Dickens At 200: A Birthday You Can't 'Bah Humbug'
Tuesday marks the 200th anniversary of the birth of Charles Dickens — the great 19th century English novelist who gave us stories of pathos and comedy, and colorful portraits of the people of London, from the poor in the back streets, to the rich in the parks and avenues.
Lots of Dickens' phrases — like "Bah humbug" and "God bless us, every one!" — have slipped into our minds and our memories. And along with the words, the characters, too — from hungry orphan Oliver Twist to Little Dorrit to cruel Mr. Murdstone.
"After Shakespeare, Dickens is the great creator of characters, multiple characters," says Claire Tomalin, author of the new biography Charles Dickens: A Life. "He did these great walks — he would walk every day for miles and miles, and sometimes I think he was sort of stoking up his imagination as he walked, and thinking of his characters. The way he built his novels was through the voices of his characters."

- _EXTRACTED RECORDS_
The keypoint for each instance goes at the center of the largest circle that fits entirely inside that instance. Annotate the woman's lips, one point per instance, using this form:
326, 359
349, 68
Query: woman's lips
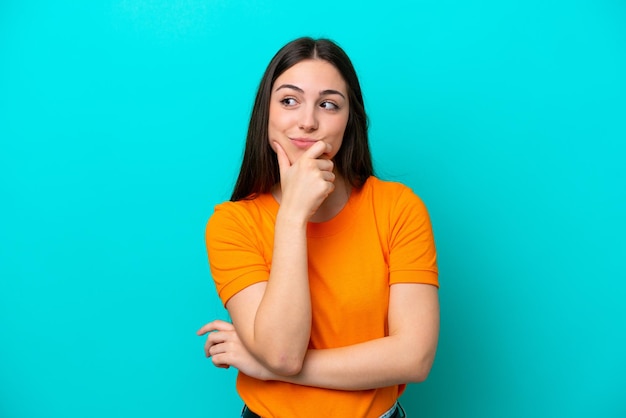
304, 143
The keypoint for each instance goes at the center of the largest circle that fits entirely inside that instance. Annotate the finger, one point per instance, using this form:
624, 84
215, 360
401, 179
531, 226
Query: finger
219, 360
283, 160
325, 165
217, 325
318, 149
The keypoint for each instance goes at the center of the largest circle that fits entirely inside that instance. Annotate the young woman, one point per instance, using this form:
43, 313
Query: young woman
328, 273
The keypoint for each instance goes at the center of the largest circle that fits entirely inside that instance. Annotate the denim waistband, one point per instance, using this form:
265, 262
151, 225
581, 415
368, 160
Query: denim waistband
396, 411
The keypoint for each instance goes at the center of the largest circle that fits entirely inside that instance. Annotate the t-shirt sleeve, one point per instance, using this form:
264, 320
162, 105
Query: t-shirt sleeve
235, 256
412, 254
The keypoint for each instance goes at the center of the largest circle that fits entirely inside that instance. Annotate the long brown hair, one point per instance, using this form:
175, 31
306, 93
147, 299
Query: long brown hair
259, 168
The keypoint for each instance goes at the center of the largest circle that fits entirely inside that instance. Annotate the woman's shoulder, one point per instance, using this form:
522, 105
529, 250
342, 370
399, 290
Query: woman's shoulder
241, 211
389, 190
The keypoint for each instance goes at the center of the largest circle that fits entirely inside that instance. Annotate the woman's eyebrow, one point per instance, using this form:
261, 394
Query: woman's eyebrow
298, 89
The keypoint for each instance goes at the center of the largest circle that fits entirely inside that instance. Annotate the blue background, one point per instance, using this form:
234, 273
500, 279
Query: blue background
122, 124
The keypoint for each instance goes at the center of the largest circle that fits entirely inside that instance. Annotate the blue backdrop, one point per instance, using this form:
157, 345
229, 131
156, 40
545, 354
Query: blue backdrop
122, 124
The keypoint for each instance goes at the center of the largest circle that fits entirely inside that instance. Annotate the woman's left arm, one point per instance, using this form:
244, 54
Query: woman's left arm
405, 355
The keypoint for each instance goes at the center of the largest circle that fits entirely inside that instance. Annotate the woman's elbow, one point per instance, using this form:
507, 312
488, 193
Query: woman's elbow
285, 365
420, 369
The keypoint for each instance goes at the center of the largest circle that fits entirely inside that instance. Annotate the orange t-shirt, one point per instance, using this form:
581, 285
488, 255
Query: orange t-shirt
382, 236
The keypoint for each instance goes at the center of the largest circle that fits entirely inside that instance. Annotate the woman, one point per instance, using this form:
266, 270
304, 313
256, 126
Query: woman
328, 274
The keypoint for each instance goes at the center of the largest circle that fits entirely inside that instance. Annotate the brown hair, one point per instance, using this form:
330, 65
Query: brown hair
259, 168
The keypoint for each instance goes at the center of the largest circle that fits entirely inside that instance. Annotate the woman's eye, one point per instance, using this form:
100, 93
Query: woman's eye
288, 101
329, 106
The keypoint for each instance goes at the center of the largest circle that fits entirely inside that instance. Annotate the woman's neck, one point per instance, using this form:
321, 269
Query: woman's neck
333, 204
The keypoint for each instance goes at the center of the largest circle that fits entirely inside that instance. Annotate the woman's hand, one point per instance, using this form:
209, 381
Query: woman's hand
225, 349
307, 182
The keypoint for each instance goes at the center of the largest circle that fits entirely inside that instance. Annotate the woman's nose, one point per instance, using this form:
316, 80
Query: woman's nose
308, 119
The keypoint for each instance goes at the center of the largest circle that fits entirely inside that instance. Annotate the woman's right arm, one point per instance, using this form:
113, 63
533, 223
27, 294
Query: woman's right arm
273, 318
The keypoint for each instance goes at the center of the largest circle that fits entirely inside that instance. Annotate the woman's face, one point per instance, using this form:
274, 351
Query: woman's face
309, 102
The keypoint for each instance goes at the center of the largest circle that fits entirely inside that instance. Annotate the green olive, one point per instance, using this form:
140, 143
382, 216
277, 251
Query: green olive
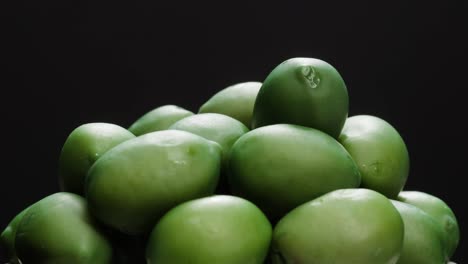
7, 238
83, 147
440, 211
236, 101
158, 119
379, 151
217, 229
279, 167
303, 91
59, 229
219, 128
423, 241
341, 227
132, 185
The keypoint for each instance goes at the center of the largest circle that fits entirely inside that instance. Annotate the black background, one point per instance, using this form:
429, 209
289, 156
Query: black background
69, 63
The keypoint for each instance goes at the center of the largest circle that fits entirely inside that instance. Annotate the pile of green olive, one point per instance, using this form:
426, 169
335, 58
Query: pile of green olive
273, 172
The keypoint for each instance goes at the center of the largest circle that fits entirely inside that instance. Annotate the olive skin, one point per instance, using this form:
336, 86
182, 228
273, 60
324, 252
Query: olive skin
303, 91
279, 167
82, 148
236, 101
132, 185
423, 241
160, 118
219, 128
7, 238
59, 229
217, 229
379, 151
440, 211
340, 227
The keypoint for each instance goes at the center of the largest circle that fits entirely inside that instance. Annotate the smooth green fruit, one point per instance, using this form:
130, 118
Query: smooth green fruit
59, 229
236, 101
440, 211
279, 167
158, 119
131, 186
303, 91
423, 242
219, 128
7, 238
217, 229
83, 147
340, 227
379, 151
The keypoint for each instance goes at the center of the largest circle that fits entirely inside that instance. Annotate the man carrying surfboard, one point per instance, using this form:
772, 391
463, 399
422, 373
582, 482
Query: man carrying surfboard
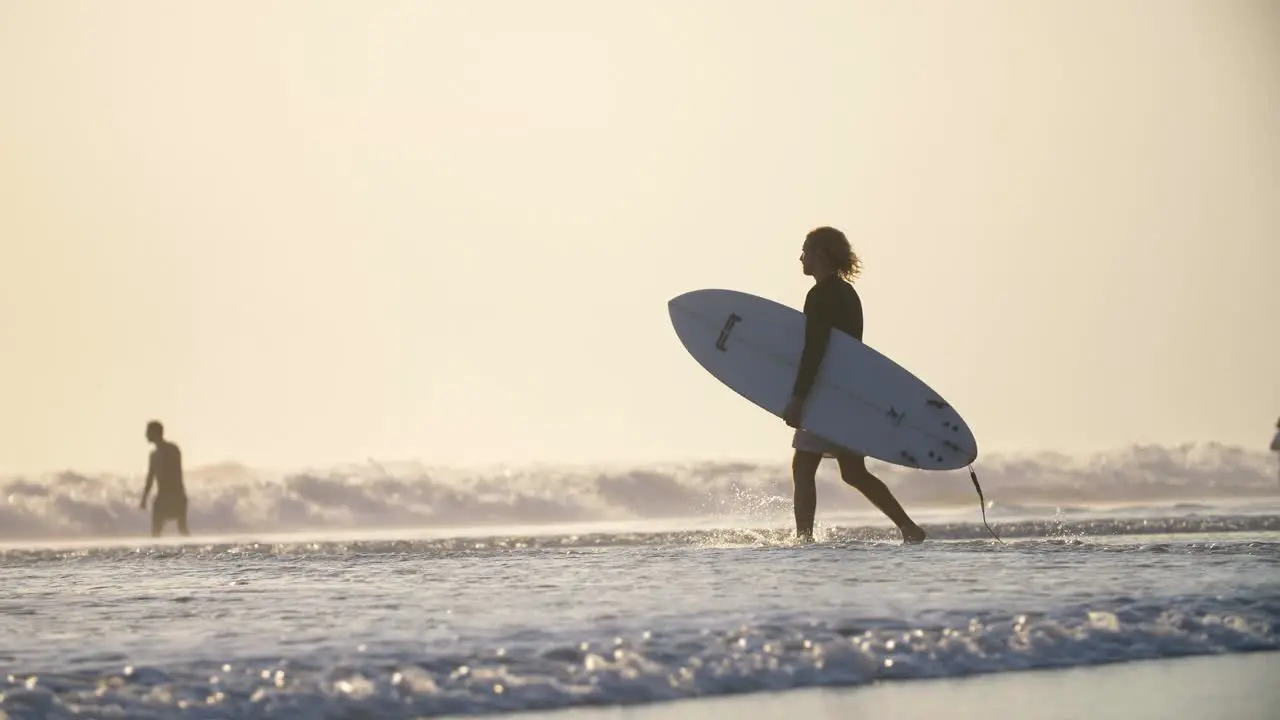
831, 304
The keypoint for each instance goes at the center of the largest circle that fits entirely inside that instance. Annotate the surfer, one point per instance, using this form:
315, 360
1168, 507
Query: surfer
831, 302
1275, 446
165, 470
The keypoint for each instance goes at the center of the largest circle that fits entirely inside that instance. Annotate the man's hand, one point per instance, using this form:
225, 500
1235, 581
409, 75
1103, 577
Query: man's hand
794, 410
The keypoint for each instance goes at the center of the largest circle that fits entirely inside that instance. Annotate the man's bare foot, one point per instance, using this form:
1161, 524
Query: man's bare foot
913, 534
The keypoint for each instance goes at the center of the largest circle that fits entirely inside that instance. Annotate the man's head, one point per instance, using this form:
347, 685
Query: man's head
826, 250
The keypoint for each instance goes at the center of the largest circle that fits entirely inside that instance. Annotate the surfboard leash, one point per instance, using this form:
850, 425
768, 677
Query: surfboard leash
982, 504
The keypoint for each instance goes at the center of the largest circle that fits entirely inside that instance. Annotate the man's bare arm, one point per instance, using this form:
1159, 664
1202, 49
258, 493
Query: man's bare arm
151, 475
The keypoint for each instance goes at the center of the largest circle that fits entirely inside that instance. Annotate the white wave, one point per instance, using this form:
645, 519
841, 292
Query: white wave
234, 499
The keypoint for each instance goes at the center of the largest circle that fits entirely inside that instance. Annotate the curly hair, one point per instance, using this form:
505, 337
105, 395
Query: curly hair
835, 246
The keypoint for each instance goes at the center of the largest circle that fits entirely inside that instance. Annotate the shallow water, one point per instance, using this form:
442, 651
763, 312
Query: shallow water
471, 623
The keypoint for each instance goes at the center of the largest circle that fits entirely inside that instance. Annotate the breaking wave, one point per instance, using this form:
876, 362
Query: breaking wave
233, 499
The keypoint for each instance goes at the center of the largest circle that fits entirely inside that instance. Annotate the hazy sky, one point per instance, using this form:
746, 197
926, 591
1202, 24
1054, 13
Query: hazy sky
311, 232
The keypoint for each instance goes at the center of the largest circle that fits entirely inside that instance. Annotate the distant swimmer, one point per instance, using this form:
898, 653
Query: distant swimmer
1275, 447
165, 469
831, 304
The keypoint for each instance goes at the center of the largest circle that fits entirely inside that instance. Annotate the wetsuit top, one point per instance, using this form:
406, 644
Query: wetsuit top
167, 469
831, 302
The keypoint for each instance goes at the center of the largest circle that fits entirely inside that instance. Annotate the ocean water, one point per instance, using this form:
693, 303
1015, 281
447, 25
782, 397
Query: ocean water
350, 616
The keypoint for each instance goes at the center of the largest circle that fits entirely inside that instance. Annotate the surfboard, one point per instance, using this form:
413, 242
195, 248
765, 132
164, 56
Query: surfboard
860, 399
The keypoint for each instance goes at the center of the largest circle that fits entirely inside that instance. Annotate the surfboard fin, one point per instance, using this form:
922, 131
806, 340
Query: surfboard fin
982, 504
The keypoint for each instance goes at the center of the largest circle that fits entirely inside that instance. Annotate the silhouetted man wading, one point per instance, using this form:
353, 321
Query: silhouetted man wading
165, 469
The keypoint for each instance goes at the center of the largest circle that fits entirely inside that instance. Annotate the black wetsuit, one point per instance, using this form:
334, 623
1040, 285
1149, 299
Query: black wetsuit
831, 304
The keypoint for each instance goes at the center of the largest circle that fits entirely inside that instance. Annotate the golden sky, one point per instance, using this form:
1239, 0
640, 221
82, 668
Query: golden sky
310, 232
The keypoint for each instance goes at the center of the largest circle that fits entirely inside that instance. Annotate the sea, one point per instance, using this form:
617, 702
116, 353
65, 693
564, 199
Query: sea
397, 589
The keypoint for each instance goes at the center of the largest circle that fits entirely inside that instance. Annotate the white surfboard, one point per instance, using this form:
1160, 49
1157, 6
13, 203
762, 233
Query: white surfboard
860, 399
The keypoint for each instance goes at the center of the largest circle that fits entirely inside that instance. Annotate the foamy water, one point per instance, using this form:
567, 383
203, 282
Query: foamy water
270, 619
480, 624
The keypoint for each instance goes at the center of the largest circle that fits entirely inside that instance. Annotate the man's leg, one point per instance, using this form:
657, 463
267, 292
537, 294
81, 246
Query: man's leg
853, 470
804, 472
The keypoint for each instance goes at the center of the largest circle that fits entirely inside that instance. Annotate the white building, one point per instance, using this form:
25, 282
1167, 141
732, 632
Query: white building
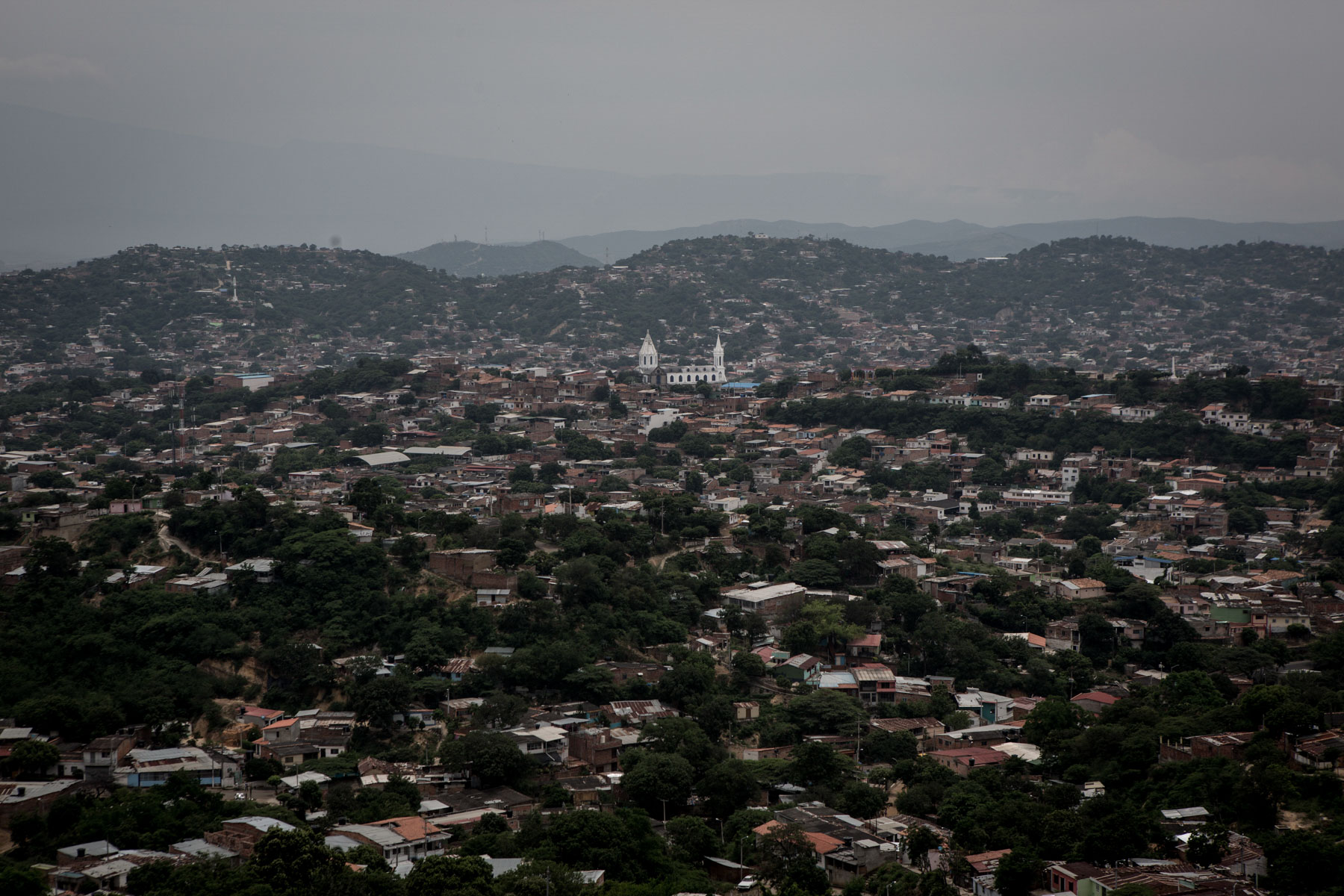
658, 374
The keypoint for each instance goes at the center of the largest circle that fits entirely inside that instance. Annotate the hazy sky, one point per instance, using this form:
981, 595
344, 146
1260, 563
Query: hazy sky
1218, 109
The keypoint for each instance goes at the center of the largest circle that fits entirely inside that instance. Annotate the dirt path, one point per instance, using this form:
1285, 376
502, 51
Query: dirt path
168, 541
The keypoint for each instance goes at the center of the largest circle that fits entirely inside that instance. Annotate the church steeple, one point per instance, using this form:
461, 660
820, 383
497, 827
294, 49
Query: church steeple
648, 355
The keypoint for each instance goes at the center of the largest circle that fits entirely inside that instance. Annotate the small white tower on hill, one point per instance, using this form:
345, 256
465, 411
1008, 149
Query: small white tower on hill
648, 355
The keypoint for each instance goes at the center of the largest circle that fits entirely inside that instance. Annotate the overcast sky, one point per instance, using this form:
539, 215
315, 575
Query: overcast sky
1216, 109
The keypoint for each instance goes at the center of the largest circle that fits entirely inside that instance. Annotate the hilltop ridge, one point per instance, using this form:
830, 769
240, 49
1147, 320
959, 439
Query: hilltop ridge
482, 260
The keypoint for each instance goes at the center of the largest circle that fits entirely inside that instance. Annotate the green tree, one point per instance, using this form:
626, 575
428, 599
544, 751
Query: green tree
727, 788
691, 840
450, 876
1019, 872
660, 781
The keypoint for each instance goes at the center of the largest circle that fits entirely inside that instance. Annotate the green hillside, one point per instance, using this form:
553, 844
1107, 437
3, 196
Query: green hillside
476, 260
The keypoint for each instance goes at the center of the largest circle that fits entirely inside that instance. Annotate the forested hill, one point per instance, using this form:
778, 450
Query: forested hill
784, 296
476, 260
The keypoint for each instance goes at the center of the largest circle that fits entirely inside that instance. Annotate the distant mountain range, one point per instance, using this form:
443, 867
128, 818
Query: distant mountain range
78, 188
477, 260
960, 240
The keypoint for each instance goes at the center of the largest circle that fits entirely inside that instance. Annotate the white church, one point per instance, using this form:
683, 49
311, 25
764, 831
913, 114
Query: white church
656, 374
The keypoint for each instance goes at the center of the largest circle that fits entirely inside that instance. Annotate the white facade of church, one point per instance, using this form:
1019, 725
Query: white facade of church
658, 374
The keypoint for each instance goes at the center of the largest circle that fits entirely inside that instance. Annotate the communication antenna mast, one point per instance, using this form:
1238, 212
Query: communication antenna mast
181, 420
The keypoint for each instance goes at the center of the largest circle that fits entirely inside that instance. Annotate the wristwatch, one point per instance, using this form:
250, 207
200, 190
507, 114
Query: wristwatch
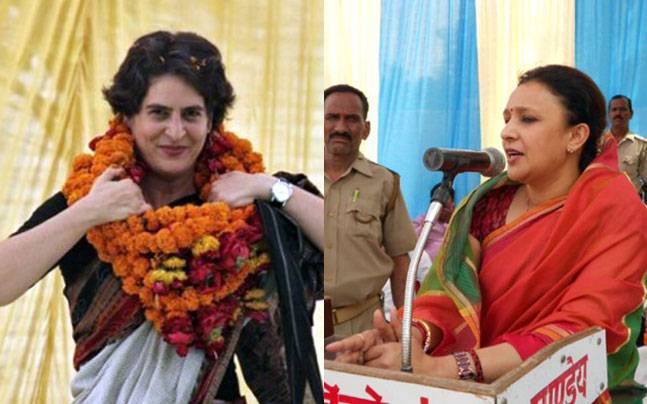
281, 193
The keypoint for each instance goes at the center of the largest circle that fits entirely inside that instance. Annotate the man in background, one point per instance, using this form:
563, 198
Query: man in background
368, 232
632, 149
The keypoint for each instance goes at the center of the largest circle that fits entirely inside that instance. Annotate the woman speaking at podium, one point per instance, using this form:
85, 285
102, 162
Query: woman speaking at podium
551, 247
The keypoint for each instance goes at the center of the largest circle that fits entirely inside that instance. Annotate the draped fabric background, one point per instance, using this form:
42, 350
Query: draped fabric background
515, 36
55, 57
428, 90
611, 46
352, 32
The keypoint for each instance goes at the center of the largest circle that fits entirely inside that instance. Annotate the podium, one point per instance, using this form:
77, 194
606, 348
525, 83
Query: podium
571, 370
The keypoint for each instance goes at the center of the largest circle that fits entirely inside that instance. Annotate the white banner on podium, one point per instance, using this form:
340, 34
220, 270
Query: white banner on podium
572, 370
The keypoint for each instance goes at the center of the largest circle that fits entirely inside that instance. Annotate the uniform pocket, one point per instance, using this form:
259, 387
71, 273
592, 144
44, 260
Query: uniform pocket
364, 220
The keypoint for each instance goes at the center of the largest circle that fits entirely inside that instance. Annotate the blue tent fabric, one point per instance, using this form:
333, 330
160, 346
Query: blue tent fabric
428, 90
611, 47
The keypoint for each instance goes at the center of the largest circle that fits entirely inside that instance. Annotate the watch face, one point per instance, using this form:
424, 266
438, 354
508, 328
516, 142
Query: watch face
281, 191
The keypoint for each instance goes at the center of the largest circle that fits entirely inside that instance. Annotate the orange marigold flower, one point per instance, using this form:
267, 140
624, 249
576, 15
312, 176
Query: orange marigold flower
143, 242
165, 215
140, 267
183, 235
120, 266
135, 224
130, 285
152, 223
82, 162
165, 241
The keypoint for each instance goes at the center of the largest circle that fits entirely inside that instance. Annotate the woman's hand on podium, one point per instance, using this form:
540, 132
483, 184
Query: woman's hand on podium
378, 347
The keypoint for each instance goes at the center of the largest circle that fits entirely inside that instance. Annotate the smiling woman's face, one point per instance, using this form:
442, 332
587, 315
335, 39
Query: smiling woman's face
171, 127
536, 134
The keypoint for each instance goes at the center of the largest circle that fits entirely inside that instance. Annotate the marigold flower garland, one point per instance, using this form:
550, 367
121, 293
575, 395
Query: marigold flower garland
194, 268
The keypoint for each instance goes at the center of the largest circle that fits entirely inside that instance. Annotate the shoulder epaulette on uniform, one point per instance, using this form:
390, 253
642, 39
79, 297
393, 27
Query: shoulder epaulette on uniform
640, 138
394, 192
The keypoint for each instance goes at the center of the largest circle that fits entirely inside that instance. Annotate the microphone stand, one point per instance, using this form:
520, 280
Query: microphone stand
439, 199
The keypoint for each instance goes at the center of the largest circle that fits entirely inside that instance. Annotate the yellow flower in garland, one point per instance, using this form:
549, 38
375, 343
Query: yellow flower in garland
178, 261
205, 244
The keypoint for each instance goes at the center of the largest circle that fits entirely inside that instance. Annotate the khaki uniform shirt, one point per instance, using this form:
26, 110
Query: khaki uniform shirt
632, 156
361, 237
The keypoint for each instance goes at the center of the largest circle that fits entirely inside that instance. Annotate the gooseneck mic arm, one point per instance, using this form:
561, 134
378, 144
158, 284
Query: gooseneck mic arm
439, 199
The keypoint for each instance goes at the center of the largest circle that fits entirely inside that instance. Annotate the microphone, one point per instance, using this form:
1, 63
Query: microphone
488, 162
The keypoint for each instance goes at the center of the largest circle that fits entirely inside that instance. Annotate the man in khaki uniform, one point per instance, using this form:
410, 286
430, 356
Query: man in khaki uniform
632, 149
368, 231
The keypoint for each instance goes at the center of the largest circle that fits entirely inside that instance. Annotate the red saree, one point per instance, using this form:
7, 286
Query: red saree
566, 265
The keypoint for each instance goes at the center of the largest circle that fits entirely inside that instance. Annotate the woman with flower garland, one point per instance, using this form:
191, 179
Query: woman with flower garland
551, 247
169, 265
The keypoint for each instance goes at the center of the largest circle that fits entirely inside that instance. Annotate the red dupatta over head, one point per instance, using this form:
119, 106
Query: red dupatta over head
568, 264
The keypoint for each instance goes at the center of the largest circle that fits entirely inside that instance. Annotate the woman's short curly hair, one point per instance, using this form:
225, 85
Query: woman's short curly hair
184, 54
580, 96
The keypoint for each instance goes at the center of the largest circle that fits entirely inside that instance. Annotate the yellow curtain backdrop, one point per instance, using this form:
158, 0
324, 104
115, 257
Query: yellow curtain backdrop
55, 57
514, 36
351, 54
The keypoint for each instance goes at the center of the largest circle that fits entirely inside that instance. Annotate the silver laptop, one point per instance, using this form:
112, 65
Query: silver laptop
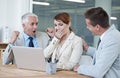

- _TASK REQUIREMENTS_
A - In the Dickens anniversary article, what does Claire Tomalin say Dickens built his novels through?
B - Carry on the Dickens anniversary article, picking up after its final sentence.

- _ANSWERS PER TASK_
A - Through the voices of his characters.

B -
Dickens liked to walk, as he said, "far and fast," gathering his thoughts and his strength to pour into his novels. The books were published as cliff-hanging serials in magazines or pamphlets before they became bound books — so nothing could be rewritten or reorganized.
"He would write these quite rapidly," Tomalin explains. "And very little was changed when they came out in book form, in volume form, afterwards. ... He was writing books that would become classics, and no other writer has done this."
Tomalin notes that there is bad writing to be found in Dickens' speedily produced novels — but the poor writing is eclipsed by the great writing. One of Tomalin's favorites is David Copperfield — which was also Dickens' favorite.
"It was his first sustained piece of first-person writing," Tomalin says. "Those first 14 chapters ... in which David Copperfield describes his childhood, are extraordinary documents about ... attachment and loss and cruelty and the sort of hazards of childhood."
If you were force-fed Dickens in middle school and hated him, it might be time to reconsider, Tomalin says. Novelist Jennifer Egan is a fan who came back to the books and unexpectedly found that Dickens felt modern.
"The way that Dickens structured his books has a form that we most readily recognize now from, say, the great TV series, like The Wire or The Sopranos," says Egan. "There's one central plot line, but then from that spin off all kinds of subplots. And so he would go off in all sorts of directions and create these amazing secondary characters who would go in and out of focus. But then there was also this sort of central spinal column of a plot that he would return to."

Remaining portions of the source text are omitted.